═══ DATASET

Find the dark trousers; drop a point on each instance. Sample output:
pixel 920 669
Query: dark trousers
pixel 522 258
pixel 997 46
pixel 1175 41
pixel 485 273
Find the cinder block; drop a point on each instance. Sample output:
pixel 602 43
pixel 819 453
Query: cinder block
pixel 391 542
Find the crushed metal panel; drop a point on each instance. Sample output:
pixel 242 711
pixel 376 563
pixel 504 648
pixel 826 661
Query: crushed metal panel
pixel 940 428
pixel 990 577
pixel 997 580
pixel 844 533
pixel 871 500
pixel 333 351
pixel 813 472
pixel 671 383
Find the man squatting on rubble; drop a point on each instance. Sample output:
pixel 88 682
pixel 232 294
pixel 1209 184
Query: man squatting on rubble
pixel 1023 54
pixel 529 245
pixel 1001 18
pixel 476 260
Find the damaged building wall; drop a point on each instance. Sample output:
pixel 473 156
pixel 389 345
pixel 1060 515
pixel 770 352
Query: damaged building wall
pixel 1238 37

══════
═══ DATASET

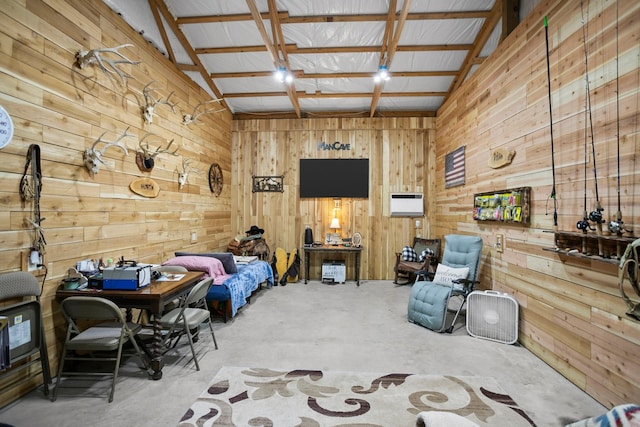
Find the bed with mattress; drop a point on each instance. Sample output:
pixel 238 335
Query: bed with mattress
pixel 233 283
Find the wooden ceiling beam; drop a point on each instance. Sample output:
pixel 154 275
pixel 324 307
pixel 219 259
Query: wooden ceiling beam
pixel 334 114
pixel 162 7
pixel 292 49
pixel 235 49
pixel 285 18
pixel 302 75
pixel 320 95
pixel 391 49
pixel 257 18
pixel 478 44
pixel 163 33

══════
═══ DATASET

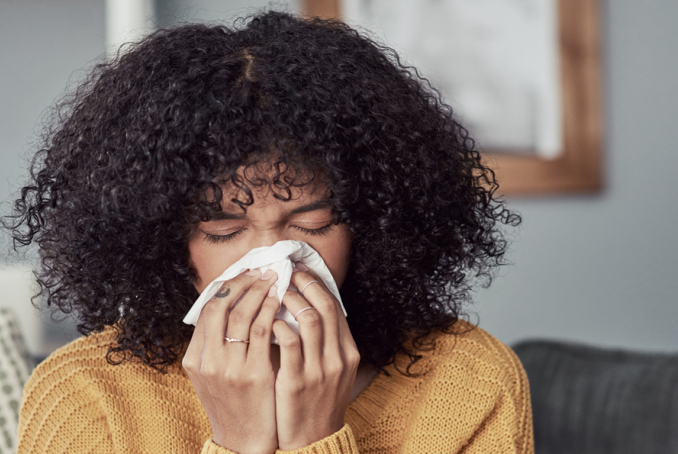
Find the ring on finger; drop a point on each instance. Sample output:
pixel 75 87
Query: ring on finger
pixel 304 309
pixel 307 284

══════

• **STATED GOAL**
Convert the lines between the one containing "Find the dark" and the one containing "pixel 391 542", inclusive, into a JSON list of strings with one string per line and no blank lines.

• **RESPONSE FOR THIS EXERCISE**
[
  "Find the dark trousers; drop a point on each instance. Sample output:",
  "pixel 920 669",
  "Query: dark trousers",
  "pixel 522 258",
  "pixel 997 46",
  "pixel 1175 41",
  "pixel 485 273",
  "Find the cinder block; drop a point on each instance. Sample output:",
  "pixel 602 43",
  "pixel 819 453",
  "Query: cinder block",
  "pixel 391 542"
]